◆ DOCUMENT SEGMENT:
For a political reporter, state initiatives have become gifts that just keep on giving.

There have always been plenty of unusual ideas for ballot measures that crop up every spring, sort of like dandelions in the political lawn, and knock-down campaign battles over the few that collect enough signatures to make the ballot.

Some measures manage to remain controversial long after voters approve or reject them. Last week, the latest fight over the initiative that got the state out of the wholesale and retail booze business got a hearing at the state Liquor Control Board. For those who’ve forgotten, Initiative 1183 was supposed to replace the inefficient government with much-superior private enterprise for liquor sales.

What none of the latter-day Adam Smiths supporting I-1183 predicted, or at least didn’t own up to, was the prospect that the free market might wreak havoc on small businesses while it was boosting the fortunes of big businesses like Costco and Safeway. Now the liquor board is trying to choose between two groups of small businesses warning of dire consequences — one if things don’t change, the other if they do.

In one corner are folks who bought, often for five or six figures, the right to open in the old state-owned liquor stores. That may have been a shrewd business move when the state kept a tight rein on the number of booze emporiums in any community, but with nearly every supermarket and drugstore stocking shelves with hooch, many of the new owners find themselves priced out of a key market: Sales to restaurants and bars.

Most states don’t allow liquor stores, which sell booze by the bottle, to sell at special rates to folks who sell it by the drink. In the brave new laissez-faire world of I-1183, Washington does. The big stores pushing a limited number of brands get volume discounts from many distributors. Restaurants and bars do, too, even if their volumes are more of a whisper than a shout. The small stores say they don’t, and want the liquor board to step in and ban what’s known as channel pricing.

In the other corner are restaurants and bars who say this will raise the price to them, and any increase in the price of a bottle translates into a hike in the price of a drink at the bar or a glass of wine on the menu, and thus fewer customers at tables or booths.

But stores can now offer tastes of a half-ounce or so of distilled spirits just as restaurants can feature special prices on something from a particular winery or distillery, shop owners say. With every wrinkle the Legislature adds to the liquor laws, the lines between the channels get blurrier.

◆ PROMPT:
Rewrite the passage of the liquor initiative column that opens with the words containing "What none of" and closes with "if they do.", putting "independent businesses" in place of "small businesses".

◆ DATA TO EXAMINE:
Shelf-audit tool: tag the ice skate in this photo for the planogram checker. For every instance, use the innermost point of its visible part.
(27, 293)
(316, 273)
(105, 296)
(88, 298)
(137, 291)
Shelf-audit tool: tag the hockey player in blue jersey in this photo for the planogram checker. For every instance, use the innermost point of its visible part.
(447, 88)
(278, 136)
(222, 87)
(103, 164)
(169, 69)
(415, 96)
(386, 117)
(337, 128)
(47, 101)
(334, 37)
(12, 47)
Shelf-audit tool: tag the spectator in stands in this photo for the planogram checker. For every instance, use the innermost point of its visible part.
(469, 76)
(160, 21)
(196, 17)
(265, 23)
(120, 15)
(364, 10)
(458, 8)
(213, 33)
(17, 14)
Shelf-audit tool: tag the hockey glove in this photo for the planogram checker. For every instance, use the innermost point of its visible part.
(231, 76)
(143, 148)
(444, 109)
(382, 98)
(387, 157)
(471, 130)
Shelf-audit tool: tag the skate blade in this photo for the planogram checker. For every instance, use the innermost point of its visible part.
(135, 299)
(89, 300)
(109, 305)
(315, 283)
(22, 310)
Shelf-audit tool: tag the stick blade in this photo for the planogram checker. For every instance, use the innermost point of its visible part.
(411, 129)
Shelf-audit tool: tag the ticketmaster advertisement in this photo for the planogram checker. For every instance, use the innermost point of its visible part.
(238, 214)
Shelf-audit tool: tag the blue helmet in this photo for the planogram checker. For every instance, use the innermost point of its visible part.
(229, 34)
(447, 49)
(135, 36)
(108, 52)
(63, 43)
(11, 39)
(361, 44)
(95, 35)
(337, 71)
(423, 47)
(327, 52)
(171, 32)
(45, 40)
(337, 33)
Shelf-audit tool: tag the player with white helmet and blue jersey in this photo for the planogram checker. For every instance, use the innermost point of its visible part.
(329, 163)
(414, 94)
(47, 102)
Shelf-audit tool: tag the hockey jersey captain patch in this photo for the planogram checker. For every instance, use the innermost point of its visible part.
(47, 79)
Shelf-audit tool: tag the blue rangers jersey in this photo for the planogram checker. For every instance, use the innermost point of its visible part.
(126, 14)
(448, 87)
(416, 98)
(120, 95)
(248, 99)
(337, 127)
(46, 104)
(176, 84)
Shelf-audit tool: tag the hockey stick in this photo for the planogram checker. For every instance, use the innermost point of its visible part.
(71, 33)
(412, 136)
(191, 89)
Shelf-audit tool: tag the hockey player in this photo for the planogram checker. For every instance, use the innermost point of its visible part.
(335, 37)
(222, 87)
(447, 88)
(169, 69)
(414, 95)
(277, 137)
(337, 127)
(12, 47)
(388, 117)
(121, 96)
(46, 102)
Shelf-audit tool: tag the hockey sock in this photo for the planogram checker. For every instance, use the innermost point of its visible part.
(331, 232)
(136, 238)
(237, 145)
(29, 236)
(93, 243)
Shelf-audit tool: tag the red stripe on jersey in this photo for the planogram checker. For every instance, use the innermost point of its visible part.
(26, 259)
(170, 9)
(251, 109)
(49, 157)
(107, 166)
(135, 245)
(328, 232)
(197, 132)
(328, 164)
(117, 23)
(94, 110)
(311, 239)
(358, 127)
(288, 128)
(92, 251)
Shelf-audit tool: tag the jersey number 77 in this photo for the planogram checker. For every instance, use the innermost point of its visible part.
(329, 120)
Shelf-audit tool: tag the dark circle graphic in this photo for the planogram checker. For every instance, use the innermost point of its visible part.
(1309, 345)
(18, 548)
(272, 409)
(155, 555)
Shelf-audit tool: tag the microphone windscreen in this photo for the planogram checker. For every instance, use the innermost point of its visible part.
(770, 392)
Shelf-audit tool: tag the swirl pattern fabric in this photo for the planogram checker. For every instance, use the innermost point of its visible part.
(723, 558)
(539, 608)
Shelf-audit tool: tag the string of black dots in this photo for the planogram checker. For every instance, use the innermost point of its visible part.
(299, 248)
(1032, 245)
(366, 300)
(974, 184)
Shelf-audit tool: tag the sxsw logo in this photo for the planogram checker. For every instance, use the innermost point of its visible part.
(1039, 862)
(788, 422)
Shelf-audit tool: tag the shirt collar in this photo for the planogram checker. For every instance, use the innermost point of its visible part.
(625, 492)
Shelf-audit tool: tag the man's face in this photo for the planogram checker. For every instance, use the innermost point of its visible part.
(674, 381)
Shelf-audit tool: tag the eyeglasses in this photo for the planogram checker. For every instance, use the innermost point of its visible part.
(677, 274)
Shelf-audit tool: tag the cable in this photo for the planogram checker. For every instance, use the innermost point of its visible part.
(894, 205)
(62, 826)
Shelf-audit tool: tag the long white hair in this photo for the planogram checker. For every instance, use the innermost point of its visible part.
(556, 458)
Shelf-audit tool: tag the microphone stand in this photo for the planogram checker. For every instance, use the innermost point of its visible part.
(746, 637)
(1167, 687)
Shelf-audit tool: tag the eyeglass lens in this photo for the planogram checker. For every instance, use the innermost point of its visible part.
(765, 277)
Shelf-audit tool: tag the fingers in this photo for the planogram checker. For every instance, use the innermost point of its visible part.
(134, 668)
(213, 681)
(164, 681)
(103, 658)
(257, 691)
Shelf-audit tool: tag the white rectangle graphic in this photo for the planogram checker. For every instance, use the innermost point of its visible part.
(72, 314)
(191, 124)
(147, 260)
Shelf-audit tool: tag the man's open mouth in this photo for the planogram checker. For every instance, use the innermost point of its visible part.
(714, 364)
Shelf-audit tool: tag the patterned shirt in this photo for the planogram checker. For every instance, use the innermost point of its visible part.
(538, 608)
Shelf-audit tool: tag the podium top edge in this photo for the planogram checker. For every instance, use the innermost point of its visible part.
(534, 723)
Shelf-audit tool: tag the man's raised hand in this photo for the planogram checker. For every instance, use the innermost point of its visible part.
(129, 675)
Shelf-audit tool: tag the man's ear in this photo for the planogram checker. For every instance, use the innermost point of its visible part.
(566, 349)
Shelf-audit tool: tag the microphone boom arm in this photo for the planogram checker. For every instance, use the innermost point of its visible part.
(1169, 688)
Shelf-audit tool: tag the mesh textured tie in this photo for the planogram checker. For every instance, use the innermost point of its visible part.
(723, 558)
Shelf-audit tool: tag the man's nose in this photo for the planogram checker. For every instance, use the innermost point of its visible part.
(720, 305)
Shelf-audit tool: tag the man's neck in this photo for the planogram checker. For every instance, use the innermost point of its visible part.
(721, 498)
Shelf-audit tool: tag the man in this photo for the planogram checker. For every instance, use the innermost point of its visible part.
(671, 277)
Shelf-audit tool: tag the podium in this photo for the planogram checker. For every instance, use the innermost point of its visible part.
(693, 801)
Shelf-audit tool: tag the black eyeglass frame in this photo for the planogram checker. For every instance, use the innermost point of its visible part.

◆ ANSWER SECTION:
What none of the latter-day Adam Smiths supporting I-1183 predicted, or at least didn’t own up to, was the prospect that the free market might wreak havoc on independent businesses while it was boosting the fortunes of big businesses like Costco and Safeway. Now the liquor board is trying to choose between two groups of independent businesses warning of dire consequences — one if things don’t change, the other if they do.